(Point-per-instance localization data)
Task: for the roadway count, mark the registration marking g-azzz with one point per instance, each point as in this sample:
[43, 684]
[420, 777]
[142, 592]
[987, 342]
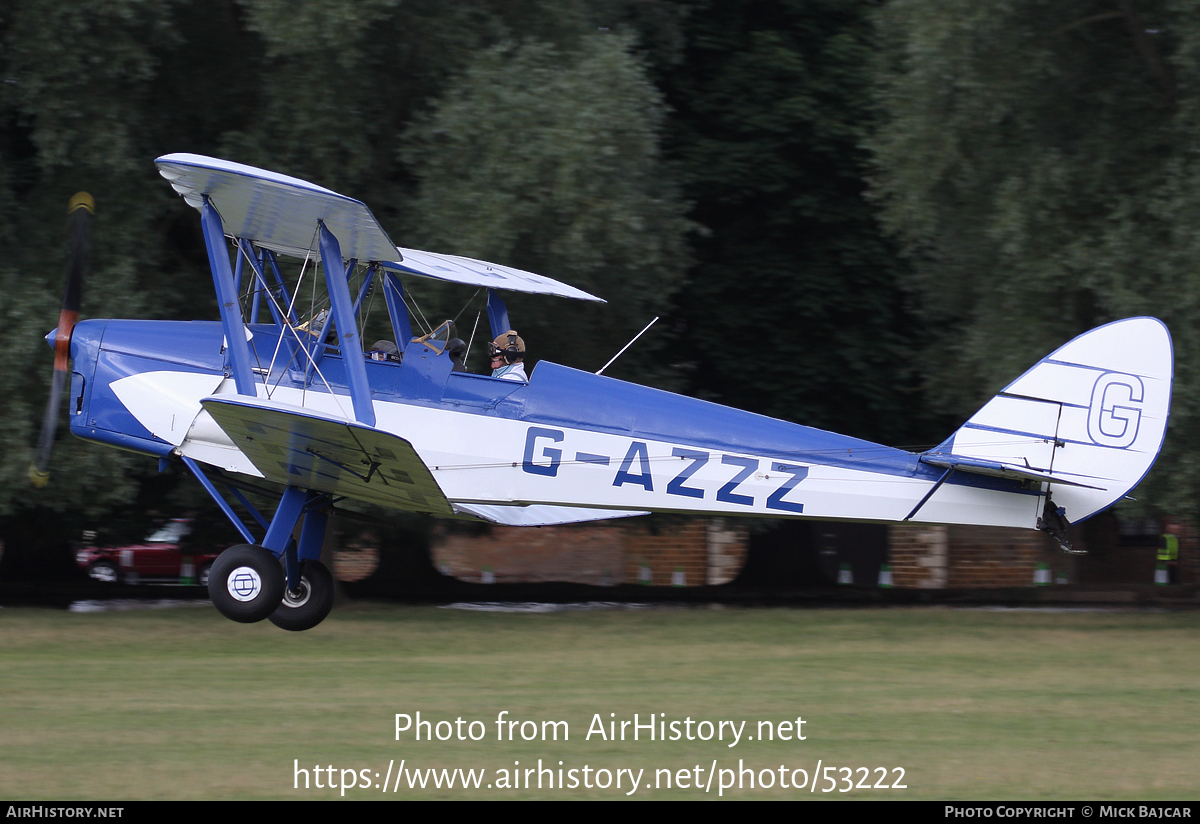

§ **What is needed**:
Retype the records verbatim, excluding each image they hold.

§ **Your solution**:
Task: for the roadway count, mark the registration marking g-azzz with one point per instance, each point as in this sample:
[43, 684]
[420, 777]
[142, 592]
[987, 342]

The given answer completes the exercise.